◆ What to work on:
[1] In the C-reactive protein article, how long do rapid immunochromatographic tests take to detect disease markers?
[2] Why does the C-reactive protein article treat the use of gold nanoparticles as reporters as a drawback of most immunochromatographic tests?
[3] Write the next part of the C-reactive protein article, picking up after its last sentence.

Rapid and quantitative detection of C-reactive protein using quantum dots and immunochromatographic test strips
Authors Cheng X, Pu X, Jun P, Zhu X, Zhu D, Chen M
Received 22 September 2014
Accepted for publication 1 November 2014
Published 2 December 2014 Volume 2014:9(1) Pages 5619—5626
Checked for plagiarism Yes
Review by Single anonymous peer review
Peer reviewer comments 3
Editor who approved publication: Prof. Dr. Thomas J. Webster
Xianglin Cheng,1,* Xu Pu,2,* Pen Jun,3 XiaoBo Zhu,3 Di Zhu,4 Ming Chen1
1Department of Laboratory Medicine, First Affiliated Hospital of Yangtze University, Jingzhou, 2Department of Laboratory Medicine, RenMin Hospital of Wuhan University, Wuhan, 3Key Laboratory of Analytical Chemistry for Biology and Medicine (Ministry of Education), College of Chemistry and Molecular Sciences, Wuhan University, Wuhan, Hubei, People’s Republic of China; 4Department of Medical Oncology, Dana-Farber Cancer Institute, Harvard Medical School, Boston, MA, USA
*These authors contributed equally to this study and share first authorship
Background: Rapid immunochromatographic tests can detect disease markers in 10–15 minutes, which facilitates clinical diagnosis and treatment programs. However, most immunochromatographic tests employ gold nanoparticles as reporters, and these have only moderate sensitivity and act as qualitative methods for analyzing high biomarker concentrations.

◆ Stored items from a collection:
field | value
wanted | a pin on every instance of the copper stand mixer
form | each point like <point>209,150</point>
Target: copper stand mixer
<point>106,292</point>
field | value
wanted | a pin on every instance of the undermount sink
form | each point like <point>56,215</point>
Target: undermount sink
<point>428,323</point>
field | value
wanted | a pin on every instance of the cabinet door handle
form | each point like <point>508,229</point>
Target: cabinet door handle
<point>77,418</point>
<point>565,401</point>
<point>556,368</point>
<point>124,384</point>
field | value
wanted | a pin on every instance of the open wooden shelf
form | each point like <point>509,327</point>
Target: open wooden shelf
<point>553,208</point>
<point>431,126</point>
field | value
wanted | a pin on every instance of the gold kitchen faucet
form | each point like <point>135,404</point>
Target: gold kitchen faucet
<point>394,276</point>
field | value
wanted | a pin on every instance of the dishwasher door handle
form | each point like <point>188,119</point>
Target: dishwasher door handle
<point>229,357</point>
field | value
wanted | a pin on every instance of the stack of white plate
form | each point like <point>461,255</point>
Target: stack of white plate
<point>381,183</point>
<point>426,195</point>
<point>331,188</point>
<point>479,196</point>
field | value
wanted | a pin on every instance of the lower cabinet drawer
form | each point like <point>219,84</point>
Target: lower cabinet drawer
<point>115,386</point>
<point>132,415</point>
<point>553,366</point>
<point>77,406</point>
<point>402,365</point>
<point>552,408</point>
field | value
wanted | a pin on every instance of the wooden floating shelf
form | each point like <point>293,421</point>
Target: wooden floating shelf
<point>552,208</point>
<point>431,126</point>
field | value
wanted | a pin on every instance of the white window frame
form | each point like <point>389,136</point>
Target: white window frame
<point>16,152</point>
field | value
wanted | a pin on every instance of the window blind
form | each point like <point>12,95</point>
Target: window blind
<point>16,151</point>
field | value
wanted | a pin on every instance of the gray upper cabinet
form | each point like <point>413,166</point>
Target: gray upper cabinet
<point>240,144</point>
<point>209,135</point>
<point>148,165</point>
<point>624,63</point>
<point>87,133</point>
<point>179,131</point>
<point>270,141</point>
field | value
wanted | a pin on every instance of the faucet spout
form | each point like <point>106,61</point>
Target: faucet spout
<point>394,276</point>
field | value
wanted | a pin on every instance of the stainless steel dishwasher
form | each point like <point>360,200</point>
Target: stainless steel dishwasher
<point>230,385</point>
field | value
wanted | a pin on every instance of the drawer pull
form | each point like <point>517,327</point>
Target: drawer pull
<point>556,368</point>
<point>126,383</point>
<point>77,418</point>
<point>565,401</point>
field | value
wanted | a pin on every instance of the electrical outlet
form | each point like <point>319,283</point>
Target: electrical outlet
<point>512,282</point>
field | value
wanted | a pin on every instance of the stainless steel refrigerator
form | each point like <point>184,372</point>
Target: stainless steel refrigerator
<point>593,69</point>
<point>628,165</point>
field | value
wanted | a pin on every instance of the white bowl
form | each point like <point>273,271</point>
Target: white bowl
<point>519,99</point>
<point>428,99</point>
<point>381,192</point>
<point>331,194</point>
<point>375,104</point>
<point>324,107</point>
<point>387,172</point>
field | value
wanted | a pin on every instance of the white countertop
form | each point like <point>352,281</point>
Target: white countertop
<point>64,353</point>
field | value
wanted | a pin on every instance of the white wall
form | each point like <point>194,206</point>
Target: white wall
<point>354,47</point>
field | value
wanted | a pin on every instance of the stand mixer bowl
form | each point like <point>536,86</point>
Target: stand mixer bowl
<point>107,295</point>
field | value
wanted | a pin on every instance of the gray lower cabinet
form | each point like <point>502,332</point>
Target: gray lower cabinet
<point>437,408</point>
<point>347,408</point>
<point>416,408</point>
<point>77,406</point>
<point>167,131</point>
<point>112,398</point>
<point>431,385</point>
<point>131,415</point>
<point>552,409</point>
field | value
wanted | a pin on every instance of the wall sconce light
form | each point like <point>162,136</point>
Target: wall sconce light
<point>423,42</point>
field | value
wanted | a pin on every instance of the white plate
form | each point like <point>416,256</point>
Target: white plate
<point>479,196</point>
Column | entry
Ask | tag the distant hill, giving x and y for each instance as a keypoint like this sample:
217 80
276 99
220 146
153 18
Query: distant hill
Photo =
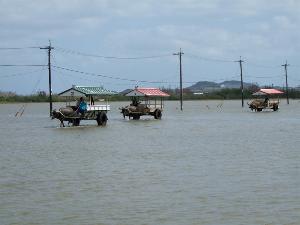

---

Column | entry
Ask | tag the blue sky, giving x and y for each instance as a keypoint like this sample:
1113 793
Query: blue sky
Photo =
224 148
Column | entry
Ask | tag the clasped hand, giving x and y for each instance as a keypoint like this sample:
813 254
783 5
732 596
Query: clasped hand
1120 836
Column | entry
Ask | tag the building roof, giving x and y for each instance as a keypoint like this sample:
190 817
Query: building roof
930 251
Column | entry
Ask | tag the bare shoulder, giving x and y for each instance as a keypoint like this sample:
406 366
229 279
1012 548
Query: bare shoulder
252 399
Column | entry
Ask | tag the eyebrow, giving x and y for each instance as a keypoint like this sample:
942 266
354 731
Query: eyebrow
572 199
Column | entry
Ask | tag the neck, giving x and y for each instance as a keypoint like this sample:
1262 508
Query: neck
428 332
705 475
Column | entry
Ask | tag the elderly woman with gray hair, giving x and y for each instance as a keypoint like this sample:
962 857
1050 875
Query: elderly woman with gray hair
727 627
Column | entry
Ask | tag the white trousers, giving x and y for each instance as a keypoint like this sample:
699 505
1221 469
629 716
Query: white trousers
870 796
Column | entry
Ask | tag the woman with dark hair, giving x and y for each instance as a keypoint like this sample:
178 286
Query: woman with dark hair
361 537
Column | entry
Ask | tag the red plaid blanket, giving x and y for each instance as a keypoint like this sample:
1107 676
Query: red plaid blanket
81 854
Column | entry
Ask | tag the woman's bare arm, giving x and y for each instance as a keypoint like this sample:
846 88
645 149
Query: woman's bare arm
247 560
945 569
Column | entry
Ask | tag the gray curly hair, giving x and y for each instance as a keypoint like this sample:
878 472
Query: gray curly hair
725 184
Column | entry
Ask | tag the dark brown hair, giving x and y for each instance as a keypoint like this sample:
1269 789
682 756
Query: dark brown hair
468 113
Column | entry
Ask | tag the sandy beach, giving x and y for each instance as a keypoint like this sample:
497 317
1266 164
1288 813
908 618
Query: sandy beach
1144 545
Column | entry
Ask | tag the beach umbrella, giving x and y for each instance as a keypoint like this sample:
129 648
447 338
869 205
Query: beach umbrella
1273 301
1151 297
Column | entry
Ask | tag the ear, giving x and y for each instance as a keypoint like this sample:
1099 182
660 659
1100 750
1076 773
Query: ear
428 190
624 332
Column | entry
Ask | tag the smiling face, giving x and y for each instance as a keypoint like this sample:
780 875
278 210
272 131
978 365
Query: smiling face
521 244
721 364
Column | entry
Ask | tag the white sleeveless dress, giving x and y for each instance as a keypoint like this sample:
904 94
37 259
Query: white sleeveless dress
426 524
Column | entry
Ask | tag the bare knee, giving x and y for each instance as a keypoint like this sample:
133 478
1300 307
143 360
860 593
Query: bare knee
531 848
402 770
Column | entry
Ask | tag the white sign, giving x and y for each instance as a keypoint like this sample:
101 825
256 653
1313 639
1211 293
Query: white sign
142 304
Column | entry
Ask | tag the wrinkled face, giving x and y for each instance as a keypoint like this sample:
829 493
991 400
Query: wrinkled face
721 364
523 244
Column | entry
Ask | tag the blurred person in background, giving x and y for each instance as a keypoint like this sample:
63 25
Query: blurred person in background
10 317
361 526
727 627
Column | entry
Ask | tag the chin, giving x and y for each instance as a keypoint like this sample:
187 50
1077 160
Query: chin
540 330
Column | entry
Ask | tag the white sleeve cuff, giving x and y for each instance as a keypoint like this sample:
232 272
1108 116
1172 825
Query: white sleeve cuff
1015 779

--

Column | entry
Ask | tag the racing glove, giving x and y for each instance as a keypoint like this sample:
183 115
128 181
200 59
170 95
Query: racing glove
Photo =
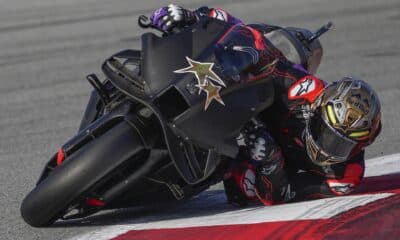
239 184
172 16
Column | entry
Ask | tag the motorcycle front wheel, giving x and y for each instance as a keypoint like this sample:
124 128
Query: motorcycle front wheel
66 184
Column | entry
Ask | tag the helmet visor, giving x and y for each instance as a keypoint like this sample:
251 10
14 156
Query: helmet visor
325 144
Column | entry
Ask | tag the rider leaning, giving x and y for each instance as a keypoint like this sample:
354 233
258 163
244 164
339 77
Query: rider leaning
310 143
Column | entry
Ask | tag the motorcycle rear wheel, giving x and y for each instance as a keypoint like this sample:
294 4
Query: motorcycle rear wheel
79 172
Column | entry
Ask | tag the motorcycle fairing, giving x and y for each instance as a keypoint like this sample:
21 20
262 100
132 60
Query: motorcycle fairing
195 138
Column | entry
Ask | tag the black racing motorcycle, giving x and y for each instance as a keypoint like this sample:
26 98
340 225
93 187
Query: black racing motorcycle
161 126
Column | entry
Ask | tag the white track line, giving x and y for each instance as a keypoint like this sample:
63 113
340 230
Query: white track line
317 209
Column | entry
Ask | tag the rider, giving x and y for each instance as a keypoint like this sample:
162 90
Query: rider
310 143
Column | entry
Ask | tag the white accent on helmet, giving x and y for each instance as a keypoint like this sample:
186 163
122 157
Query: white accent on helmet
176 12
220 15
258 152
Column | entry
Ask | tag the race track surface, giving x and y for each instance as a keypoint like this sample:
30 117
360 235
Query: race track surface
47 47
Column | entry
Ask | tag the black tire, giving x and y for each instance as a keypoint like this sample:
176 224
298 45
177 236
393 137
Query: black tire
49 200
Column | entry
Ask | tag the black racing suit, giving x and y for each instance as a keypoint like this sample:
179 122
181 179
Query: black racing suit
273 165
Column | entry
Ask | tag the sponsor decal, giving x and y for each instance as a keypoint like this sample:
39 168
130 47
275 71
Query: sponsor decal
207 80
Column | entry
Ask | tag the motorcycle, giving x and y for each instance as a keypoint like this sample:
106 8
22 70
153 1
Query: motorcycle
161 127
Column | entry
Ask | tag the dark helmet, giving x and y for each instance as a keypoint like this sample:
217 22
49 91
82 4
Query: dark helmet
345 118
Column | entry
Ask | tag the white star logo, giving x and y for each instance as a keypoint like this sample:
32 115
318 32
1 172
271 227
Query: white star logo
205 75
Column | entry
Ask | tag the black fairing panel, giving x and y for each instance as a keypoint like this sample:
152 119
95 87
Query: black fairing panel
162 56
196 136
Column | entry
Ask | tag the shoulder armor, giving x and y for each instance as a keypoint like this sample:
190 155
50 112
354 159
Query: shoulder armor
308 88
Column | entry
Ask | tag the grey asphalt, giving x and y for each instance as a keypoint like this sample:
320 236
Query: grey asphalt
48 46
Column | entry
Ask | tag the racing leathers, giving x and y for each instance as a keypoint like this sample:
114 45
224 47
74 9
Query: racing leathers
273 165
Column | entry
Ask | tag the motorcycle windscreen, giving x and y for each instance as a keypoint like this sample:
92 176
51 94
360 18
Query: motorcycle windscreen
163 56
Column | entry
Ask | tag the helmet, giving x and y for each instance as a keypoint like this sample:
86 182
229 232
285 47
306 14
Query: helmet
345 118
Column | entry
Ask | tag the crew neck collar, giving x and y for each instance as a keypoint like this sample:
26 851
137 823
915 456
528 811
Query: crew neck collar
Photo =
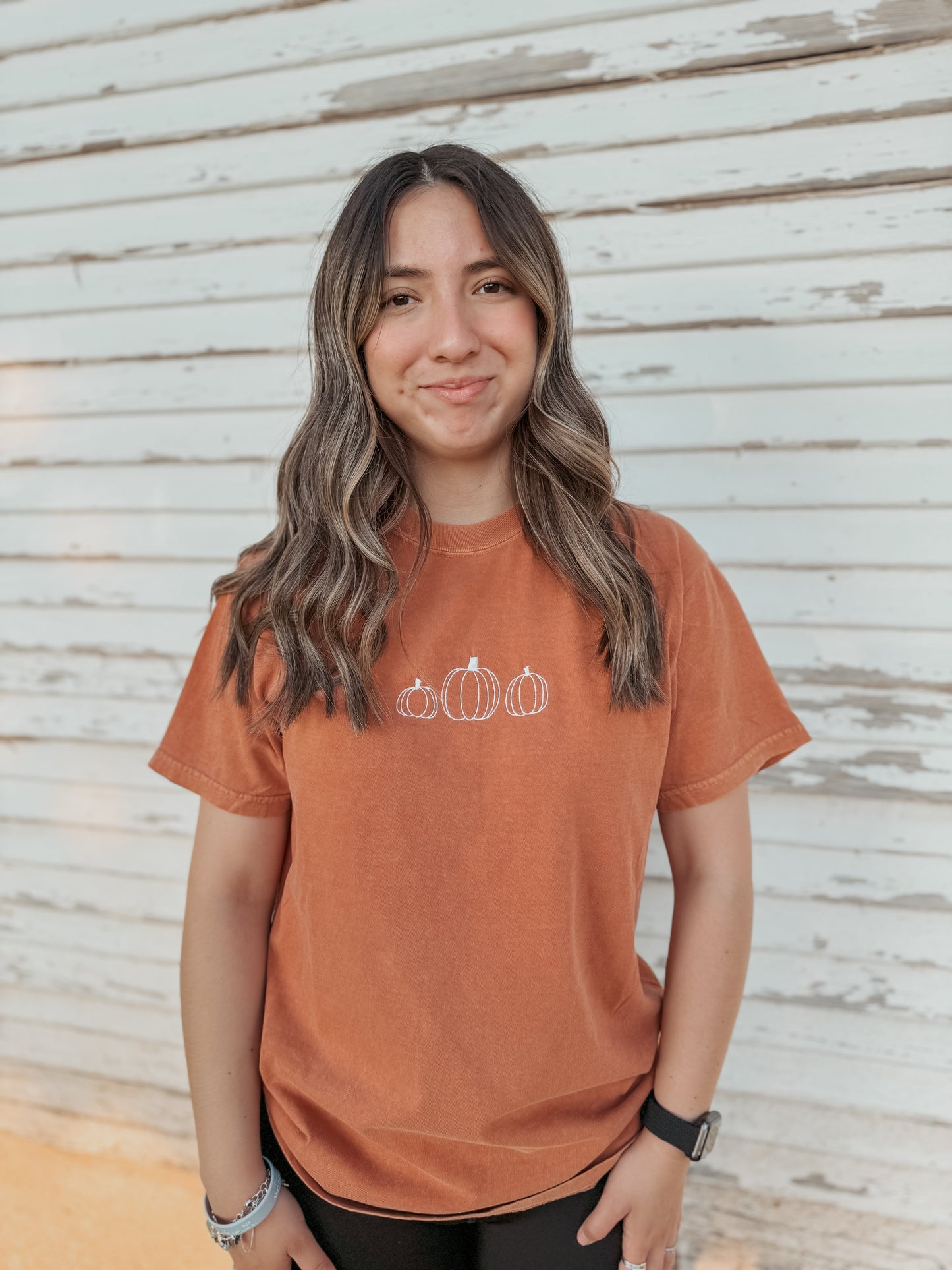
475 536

◆ Set of answers:
[1] 10–15 minutes.

[2] Gold nanoparticle reporters have only moderate sensitivity. They also act as qualitative methods for analyzing high biomarker concentrations.

[3]
Methods: In this study, we introduce quantum dots (QDs) as fluorescent probes and immunochromatographic strips to develop quantitative fluorescence point-of-care tests (QF-POCT) to analyze C-reactive protein (CRP) levels. Goat anti-rabbit IgG and rabbit IgG were used as control antibodies, and mouse monoclonal CRP antibody pairs were used for disease marker detection. One monoclonal CRP antibody was conjugated with QDs and served as a signal antibody, and the other monoclonal CRP antibody was dispensed onto the nitrocellulose membrane and served as a capturing antibody. In the presence of CRP, the fluorescence intensity of the monoclonal antibody-CRP-monoclonal antibody sandwich complex captured on the nitrocellulose membrane was determined using the fluorescence strip reader.
Results: QF-POCT assays could quantitatively analyze the concentration of CRP in 15 minutes had a detection limit of 0.25 mg/L, and had a wide detection linearity range (0.5–300 mg/L). The intra-assay and interassay coefficients of variation were 8.95% and 9.86% at 0.5 mg/L, 6.47% and 8.66% at 10 mg/L, and 6.81% and 9.10% at 60 mg/L, respectively. In a comparison between clinical samples, the results of this QD-based assay of CRP levels were significantly correlated with those of an Immulite 2000 assay (R=0.993, P<0.001).
Conclusion: Our results demonstrated that the QD-based immunochromatographic test is a rapid, sensitive, accurate, and quantitative method for the detection of disease biomarkers.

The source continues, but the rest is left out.